> [Challenge]: Find the line that contains "background in the photo above." and print it and every line after it, exactly, please.

> [Supplied information]:
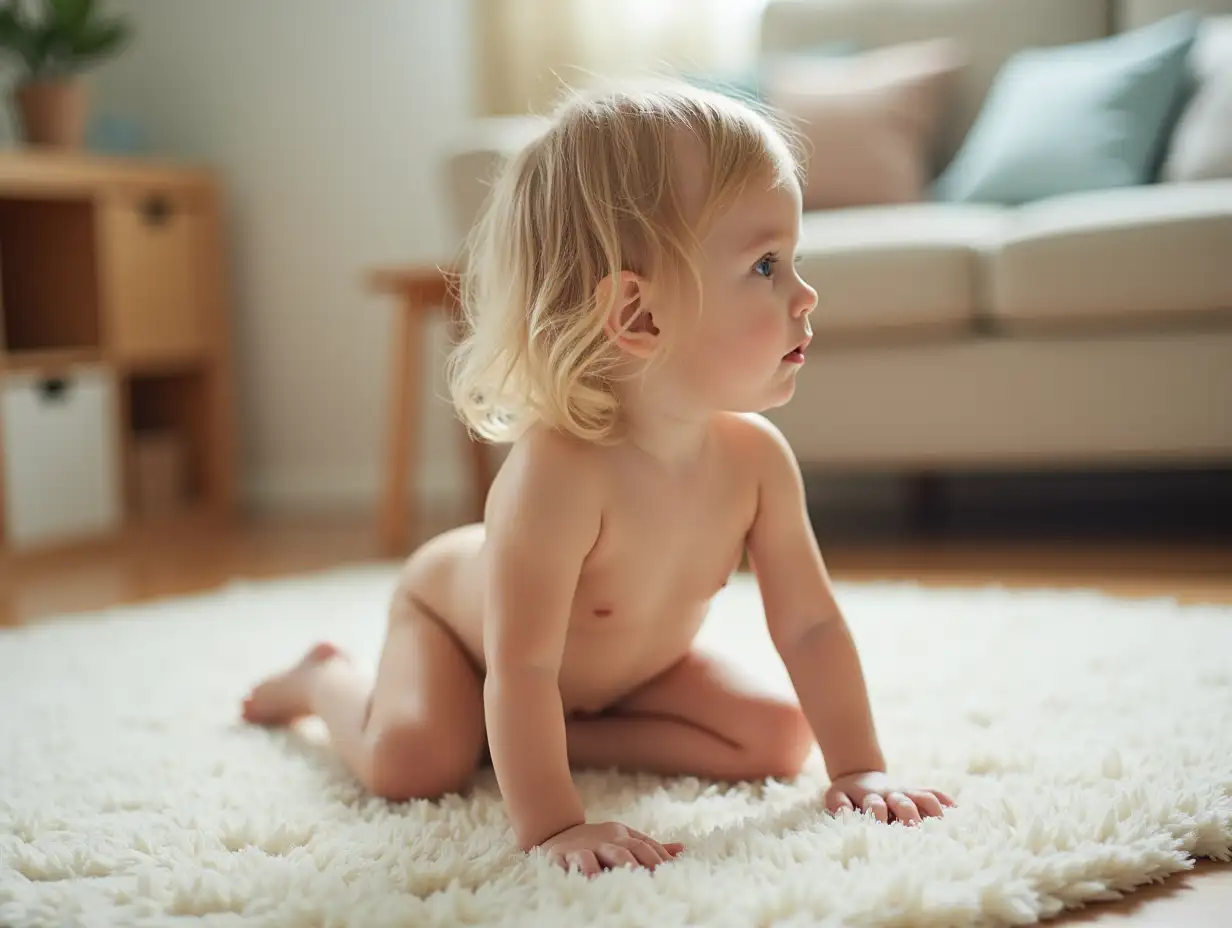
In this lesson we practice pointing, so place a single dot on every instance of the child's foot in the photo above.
(283, 698)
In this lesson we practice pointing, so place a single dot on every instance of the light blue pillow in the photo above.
(1063, 120)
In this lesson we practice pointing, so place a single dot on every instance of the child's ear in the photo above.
(628, 323)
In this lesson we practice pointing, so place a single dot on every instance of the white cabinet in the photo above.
(60, 456)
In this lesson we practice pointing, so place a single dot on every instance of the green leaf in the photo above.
(16, 35)
(43, 48)
(69, 16)
(99, 40)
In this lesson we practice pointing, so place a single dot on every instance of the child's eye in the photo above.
(765, 265)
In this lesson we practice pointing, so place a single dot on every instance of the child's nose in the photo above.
(806, 301)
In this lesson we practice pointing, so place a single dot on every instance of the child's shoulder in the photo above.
(753, 433)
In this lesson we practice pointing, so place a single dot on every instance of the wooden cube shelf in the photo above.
(117, 265)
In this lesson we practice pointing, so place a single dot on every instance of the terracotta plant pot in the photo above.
(53, 113)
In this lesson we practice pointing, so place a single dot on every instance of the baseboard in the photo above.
(341, 491)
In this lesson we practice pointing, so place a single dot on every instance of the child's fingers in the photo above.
(875, 804)
(837, 800)
(584, 862)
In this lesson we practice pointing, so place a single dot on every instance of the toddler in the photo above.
(633, 306)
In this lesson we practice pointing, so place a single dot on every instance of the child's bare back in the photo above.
(635, 305)
(664, 544)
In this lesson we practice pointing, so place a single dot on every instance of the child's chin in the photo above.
(778, 394)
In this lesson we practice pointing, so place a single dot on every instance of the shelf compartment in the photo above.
(48, 275)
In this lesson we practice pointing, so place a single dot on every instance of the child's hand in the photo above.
(885, 797)
(591, 848)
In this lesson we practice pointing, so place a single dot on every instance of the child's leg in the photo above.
(700, 717)
(418, 732)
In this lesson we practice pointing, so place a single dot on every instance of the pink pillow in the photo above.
(871, 122)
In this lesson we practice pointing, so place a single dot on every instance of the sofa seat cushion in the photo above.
(903, 266)
(1148, 252)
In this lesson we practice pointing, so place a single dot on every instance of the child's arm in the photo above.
(813, 640)
(541, 524)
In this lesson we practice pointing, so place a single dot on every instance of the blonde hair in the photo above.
(595, 194)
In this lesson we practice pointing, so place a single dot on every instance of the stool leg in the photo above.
(481, 473)
(402, 430)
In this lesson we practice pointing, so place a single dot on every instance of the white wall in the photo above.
(325, 121)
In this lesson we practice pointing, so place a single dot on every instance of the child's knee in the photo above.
(408, 761)
(784, 742)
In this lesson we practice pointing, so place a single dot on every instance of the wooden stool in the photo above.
(420, 292)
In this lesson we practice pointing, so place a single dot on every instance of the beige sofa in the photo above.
(1089, 329)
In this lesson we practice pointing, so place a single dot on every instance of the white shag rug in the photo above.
(1087, 740)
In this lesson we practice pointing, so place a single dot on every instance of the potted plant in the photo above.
(53, 42)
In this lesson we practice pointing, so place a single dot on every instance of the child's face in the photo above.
(738, 351)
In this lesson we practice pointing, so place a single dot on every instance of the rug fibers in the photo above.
(1087, 740)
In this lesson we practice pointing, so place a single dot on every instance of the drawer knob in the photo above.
(157, 210)
(53, 390)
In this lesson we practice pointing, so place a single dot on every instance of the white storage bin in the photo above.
(60, 457)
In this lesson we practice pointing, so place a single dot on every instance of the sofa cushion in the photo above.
(1131, 14)
(1200, 147)
(1087, 116)
(886, 268)
(869, 121)
(1161, 250)
(989, 30)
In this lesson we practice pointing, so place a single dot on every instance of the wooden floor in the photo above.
(195, 556)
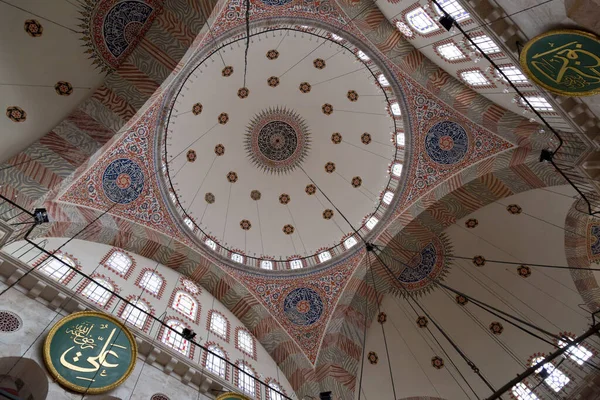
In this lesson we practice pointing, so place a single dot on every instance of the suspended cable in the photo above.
(362, 368)
(524, 263)
(247, 40)
(387, 352)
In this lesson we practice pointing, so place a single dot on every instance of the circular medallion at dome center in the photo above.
(277, 140)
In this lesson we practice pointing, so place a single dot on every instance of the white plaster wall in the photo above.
(28, 342)
(89, 254)
(547, 298)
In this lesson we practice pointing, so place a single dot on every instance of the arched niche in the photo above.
(24, 378)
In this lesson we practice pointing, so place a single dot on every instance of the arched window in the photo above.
(218, 325)
(57, 270)
(273, 387)
(185, 304)
(173, 340)
(151, 282)
(246, 380)
(245, 342)
(522, 392)
(133, 315)
(420, 21)
(119, 262)
(453, 8)
(555, 379)
(215, 364)
(350, 242)
(97, 293)
(576, 352)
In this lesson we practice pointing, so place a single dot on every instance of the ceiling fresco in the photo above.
(460, 152)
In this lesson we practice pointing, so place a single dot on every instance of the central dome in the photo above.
(255, 157)
(277, 140)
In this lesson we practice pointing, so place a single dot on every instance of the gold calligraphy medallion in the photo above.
(565, 61)
(90, 352)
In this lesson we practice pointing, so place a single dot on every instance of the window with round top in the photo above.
(245, 342)
(151, 282)
(350, 242)
(120, 262)
(275, 391)
(185, 304)
(218, 325)
(9, 321)
(215, 364)
(173, 339)
(190, 286)
(577, 353)
(453, 8)
(266, 264)
(246, 379)
(210, 244)
(421, 21)
(135, 313)
(522, 392)
(96, 292)
(555, 378)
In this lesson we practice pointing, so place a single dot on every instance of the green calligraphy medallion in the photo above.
(566, 62)
(90, 352)
(232, 396)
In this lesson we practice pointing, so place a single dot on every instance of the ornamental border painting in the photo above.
(564, 61)
(101, 357)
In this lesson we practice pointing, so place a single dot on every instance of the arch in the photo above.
(27, 374)
(185, 304)
(214, 364)
(119, 262)
(246, 382)
(135, 317)
(60, 268)
(218, 323)
(93, 290)
(175, 341)
(514, 171)
(152, 282)
(245, 342)
(578, 249)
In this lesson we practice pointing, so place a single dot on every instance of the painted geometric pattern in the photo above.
(112, 28)
(50, 162)
(302, 304)
(124, 182)
(451, 142)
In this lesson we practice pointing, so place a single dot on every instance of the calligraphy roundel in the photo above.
(565, 61)
(90, 352)
(446, 142)
(303, 306)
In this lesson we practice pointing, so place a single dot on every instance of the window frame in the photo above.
(105, 296)
(153, 274)
(111, 264)
(47, 263)
(241, 346)
(178, 295)
(184, 346)
(143, 317)
(225, 331)
(210, 361)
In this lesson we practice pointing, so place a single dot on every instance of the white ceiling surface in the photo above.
(547, 298)
(30, 67)
(393, 12)
(352, 158)
(544, 16)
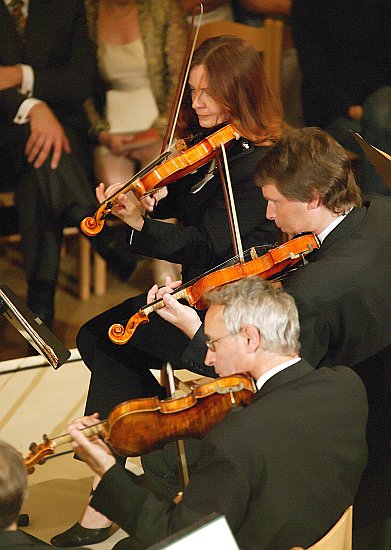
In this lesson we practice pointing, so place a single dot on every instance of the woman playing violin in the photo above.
(226, 85)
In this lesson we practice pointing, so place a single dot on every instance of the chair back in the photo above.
(338, 538)
(267, 40)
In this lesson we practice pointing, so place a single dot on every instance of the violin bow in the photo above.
(231, 208)
(167, 143)
(182, 79)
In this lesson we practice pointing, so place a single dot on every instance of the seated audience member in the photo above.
(283, 469)
(13, 487)
(344, 54)
(44, 150)
(140, 47)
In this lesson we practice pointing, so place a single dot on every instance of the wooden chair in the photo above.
(338, 538)
(267, 39)
(98, 265)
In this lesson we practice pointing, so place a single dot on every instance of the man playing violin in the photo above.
(226, 85)
(273, 468)
(343, 294)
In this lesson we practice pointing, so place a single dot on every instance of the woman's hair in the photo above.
(254, 301)
(13, 484)
(237, 81)
(307, 161)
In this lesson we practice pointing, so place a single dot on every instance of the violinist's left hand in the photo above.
(125, 207)
(150, 201)
(92, 450)
(181, 316)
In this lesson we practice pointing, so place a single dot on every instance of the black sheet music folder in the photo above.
(32, 328)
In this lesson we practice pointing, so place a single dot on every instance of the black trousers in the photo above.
(47, 200)
(121, 372)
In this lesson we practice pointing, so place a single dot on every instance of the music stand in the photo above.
(379, 159)
(32, 328)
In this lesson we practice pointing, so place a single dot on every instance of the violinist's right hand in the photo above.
(181, 316)
(124, 207)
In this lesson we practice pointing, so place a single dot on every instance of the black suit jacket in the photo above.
(202, 238)
(62, 57)
(281, 470)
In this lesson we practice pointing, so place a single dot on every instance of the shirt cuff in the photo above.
(22, 116)
(27, 86)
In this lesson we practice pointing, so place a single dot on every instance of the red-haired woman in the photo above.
(226, 84)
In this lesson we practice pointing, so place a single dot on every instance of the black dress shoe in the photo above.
(77, 535)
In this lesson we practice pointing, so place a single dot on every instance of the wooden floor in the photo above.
(71, 312)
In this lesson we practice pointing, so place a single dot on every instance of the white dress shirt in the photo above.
(27, 86)
(267, 375)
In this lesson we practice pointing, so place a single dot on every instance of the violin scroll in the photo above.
(120, 335)
(38, 453)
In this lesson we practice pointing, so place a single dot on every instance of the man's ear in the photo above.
(316, 200)
(252, 338)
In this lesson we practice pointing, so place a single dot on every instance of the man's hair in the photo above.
(13, 484)
(254, 301)
(237, 82)
(307, 161)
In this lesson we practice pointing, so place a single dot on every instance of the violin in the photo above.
(139, 426)
(172, 169)
(273, 262)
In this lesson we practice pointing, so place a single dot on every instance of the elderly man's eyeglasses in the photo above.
(210, 344)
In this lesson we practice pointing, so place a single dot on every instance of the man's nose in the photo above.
(209, 358)
(196, 102)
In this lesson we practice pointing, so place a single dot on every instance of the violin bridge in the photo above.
(253, 253)
(180, 145)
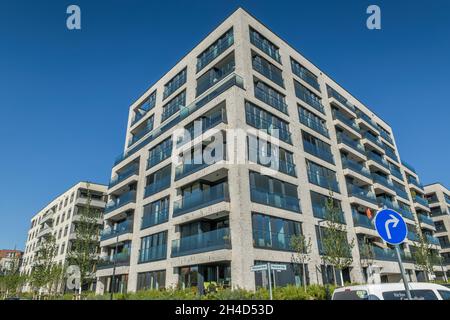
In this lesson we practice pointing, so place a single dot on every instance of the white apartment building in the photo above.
(439, 200)
(59, 218)
(181, 225)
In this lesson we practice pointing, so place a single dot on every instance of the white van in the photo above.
(392, 291)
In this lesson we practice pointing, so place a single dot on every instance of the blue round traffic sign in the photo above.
(390, 226)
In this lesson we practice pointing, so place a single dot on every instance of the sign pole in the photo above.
(269, 271)
(402, 270)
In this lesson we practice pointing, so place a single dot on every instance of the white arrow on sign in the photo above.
(394, 221)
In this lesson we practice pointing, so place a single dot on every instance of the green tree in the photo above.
(422, 254)
(43, 273)
(84, 250)
(302, 247)
(336, 248)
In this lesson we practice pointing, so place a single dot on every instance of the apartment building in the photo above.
(9, 260)
(438, 197)
(191, 223)
(59, 218)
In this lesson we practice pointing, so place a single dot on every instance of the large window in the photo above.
(274, 233)
(175, 83)
(151, 280)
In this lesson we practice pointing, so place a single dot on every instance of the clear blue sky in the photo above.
(64, 95)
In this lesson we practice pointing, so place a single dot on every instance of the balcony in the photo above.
(320, 211)
(119, 260)
(383, 181)
(203, 242)
(325, 181)
(124, 174)
(153, 254)
(305, 75)
(363, 194)
(276, 200)
(337, 115)
(425, 219)
(432, 240)
(215, 50)
(356, 167)
(123, 199)
(201, 199)
(272, 240)
(378, 159)
(321, 153)
(119, 229)
(157, 186)
(265, 46)
(220, 87)
(276, 101)
(155, 218)
(268, 70)
(361, 220)
(410, 167)
(314, 124)
(413, 236)
(342, 138)
(421, 200)
(406, 213)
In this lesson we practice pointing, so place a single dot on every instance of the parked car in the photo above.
(392, 291)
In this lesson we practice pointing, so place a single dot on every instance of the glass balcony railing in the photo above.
(119, 229)
(276, 200)
(159, 157)
(356, 167)
(272, 240)
(378, 159)
(342, 138)
(385, 202)
(157, 186)
(154, 218)
(421, 200)
(315, 125)
(119, 259)
(220, 87)
(215, 51)
(432, 240)
(319, 211)
(321, 153)
(153, 254)
(425, 219)
(373, 139)
(201, 199)
(203, 242)
(349, 122)
(406, 213)
(124, 174)
(123, 199)
(363, 194)
(412, 235)
(413, 181)
(305, 75)
(271, 73)
(324, 181)
(386, 137)
(383, 181)
(361, 220)
(407, 165)
(275, 101)
(265, 46)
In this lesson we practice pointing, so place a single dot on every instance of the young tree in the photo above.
(335, 245)
(83, 253)
(43, 272)
(302, 247)
(422, 255)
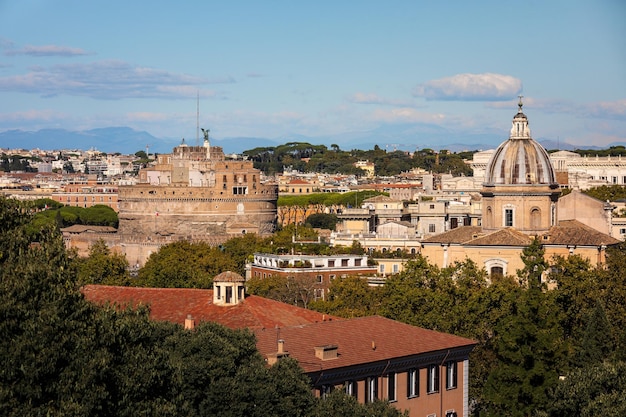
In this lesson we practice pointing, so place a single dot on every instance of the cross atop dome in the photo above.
(520, 129)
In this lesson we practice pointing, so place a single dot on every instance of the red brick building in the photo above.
(419, 370)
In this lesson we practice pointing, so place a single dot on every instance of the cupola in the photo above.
(520, 159)
(228, 289)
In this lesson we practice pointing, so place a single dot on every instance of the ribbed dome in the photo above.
(520, 159)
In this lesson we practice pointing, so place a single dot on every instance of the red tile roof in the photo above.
(355, 339)
(174, 304)
(573, 232)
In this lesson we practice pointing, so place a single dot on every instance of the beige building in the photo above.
(196, 194)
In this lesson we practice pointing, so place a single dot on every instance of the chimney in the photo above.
(272, 358)
(326, 352)
(190, 323)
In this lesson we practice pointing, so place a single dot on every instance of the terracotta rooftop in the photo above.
(573, 232)
(380, 199)
(174, 304)
(298, 181)
(457, 235)
(503, 237)
(359, 340)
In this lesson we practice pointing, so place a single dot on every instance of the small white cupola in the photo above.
(520, 129)
(228, 289)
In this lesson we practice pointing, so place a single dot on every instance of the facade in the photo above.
(520, 188)
(87, 193)
(422, 371)
(520, 201)
(587, 210)
(196, 194)
(316, 270)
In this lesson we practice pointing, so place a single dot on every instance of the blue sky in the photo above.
(279, 69)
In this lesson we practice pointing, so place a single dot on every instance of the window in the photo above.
(451, 375)
(391, 386)
(351, 388)
(413, 383)
(497, 271)
(371, 389)
(433, 379)
(508, 217)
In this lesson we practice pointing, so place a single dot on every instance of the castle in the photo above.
(196, 194)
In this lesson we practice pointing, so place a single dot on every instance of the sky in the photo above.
(285, 69)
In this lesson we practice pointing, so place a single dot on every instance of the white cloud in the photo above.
(109, 80)
(471, 87)
(46, 50)
(370, 98)
(607, 110)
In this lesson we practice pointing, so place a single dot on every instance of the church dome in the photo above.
(520, 159)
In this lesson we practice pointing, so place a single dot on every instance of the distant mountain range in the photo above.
(128, 141)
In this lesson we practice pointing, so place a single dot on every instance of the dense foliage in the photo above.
(52, 213)
(63, 356)
(534, 344)
(304, 157)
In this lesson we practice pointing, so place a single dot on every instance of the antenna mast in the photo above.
(198, 119)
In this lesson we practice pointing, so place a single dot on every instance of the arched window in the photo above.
(488, 217)
(535, 218)
(496, 271)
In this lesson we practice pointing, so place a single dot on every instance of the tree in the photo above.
(184, 265)
(102, 266)
(595, 390)
(349, 297)
(322, 221)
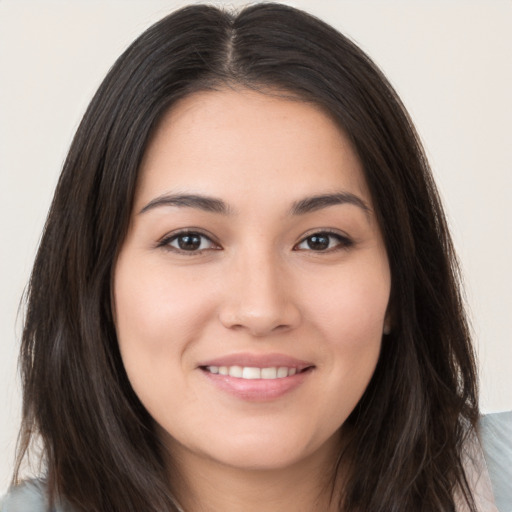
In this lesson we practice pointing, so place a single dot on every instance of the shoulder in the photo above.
(30, 496)
(496, 438)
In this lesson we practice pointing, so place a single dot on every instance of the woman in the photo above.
(246, 295)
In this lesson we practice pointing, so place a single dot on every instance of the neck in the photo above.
(204, 485)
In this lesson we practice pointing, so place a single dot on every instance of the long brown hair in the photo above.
(100, 450)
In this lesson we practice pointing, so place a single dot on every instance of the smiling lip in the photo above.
(257, 389)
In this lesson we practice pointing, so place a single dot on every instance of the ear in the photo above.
(387, 324)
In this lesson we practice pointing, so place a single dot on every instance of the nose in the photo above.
(259, 298)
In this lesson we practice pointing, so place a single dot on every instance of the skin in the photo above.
(255, 286)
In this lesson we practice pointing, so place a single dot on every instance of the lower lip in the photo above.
(257, 390)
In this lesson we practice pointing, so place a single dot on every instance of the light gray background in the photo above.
(451, 62)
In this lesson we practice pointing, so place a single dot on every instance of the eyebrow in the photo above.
(205, 203)
(314, 203)
(214, 205)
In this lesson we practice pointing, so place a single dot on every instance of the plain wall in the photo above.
(451, 62)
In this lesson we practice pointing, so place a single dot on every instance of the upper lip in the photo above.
(257, 361)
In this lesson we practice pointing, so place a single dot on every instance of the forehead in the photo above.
(229, 142)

> [Task solution]:
In this lesson we practice pointing, so place a single dot on every instance of the light gray background in the photo above.
(451, 62)
In this lesson we practice pointing, so place a single dot on every instance of the eyebrow in the photo above.
(205, 203)
(314, 203)
(214, 205)
In this lesson we practice pointing, so place a single dot on every instance of the plain wall in the photo above.
(451, 62)
In this lesson we practice pointing, so place a single dot on every instance of the upper lip in the photo above.
(257, 361)
In this lesson we practice pointing, so place a single dot on every instance of the forehead in the photo above.
(229, 142)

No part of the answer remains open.